> _Task to carry out_: In the forum thread below about the last coffee of 2010, what brewer does Greenpotterer plan to use for the Jabberwocky?

> _Supplied passage_:
# What will your last coffee of 2010 be?



## Glenn (Jun 14, 2008)

What will your last coffee of 2010 be?

Mine will be a syphon of Panama Emporium Estate from Union Roasted

I'll be waking up to a Jamaican Blue Mountain from CoffeeBeanShop


----------



## Eyedee (Sep 13, 2010)

Blakes, Blakes and more Blakes, find what you like and stick with it.


----------



## RolandG (Jul 25, 2010)

Haha, not planning that far ahead







Might warm up the Gaggia and try the HasBean Christmas Espresso blend... will let you know.


----------



## Greenpotterer (Nov 29, 2009)

Putting the Kettle on for some Jabberwocky in the Chemex very shortly

Don't think I'll get back in time for one later

Gaz


----------



## RolandG (Jul 25, 2010)

I had some Jabberwocky in the Gaggia, but swapped over to try the Hasbean Christmas Espresso blend for my final coffees of 2010


----------



## DonRJ (Apr 3, 2010)

Well I slummed it and had some M & S Italian Espresso beans received from the mother in law, which I have to say were a cut above the usual supermarket beans. That was this morning whilst resting gently as one does after the night before.


----------

> _Supplied material_:

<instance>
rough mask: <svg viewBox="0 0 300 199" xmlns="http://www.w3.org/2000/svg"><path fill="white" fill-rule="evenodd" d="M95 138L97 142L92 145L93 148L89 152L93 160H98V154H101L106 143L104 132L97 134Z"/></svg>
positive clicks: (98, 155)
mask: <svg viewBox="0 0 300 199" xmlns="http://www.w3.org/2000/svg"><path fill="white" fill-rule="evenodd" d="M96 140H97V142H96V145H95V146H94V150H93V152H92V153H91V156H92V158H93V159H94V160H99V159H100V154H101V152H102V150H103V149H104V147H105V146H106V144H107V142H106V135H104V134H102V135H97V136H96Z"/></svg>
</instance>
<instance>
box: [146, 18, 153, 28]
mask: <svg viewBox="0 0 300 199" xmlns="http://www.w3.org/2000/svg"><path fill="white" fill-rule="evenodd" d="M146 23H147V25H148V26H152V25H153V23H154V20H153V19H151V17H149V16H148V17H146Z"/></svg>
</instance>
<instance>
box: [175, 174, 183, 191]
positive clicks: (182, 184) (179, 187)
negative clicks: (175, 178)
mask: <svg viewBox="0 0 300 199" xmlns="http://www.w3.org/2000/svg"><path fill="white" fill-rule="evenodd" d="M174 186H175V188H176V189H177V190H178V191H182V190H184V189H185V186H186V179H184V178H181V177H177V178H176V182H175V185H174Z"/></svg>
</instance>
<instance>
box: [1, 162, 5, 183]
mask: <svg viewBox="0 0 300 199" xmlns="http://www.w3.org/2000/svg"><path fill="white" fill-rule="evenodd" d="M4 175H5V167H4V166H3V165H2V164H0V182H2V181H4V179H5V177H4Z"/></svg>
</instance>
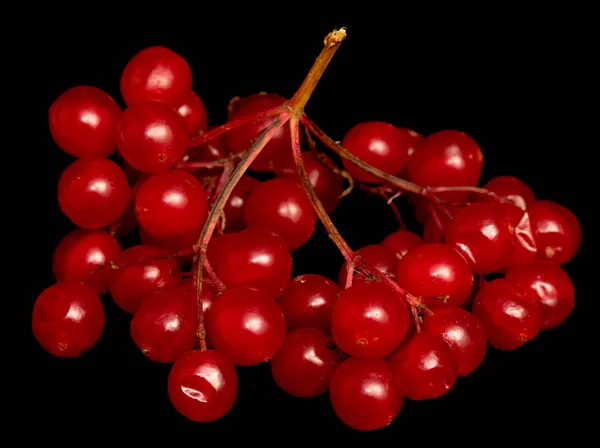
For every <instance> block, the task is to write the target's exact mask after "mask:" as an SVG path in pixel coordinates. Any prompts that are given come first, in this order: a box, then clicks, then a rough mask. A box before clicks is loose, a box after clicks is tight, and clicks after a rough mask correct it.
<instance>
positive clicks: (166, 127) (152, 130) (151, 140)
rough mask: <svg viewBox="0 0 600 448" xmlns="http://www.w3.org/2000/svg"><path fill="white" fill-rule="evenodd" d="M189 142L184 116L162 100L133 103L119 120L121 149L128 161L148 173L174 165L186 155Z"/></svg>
mask: <svg viewBox="0 0 600 448" xmlns="http://www.w3.org/2000/svg"><path fill="white" fill-rule="evenodd" d="M188 142H189V133H188V128H187V124H186V123H185V120H184V119H183V117H182V116H181V115H179V113H178V112H177V111H176V110H175V109H173V108H172V107H171V106H169V105H168V104H163V103H159V102H158V101H148V102H144V103H138V104H134V105H133V106H129V107H128V108H127V109H125V111H124V112H123V113H122V114H121V118H120V119H119V123H118V124H117V146H118V147H119V152H120V153H121V155H122V156H123V158H124V159H125V161H127V163H129V164H130V165H131V166H132V167H133V168H135V169H137V170H140V171H142V172H144V173H156V172H158V171H165V170H168V169H169V168H171V167H172V166H173V165H175V164H176V163H177V162H179V161H180V160H181V159H182V157H183V156H184V154H185V151H186V149H187V144H188Z"/></svg>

> _Task solution_: A Chemex.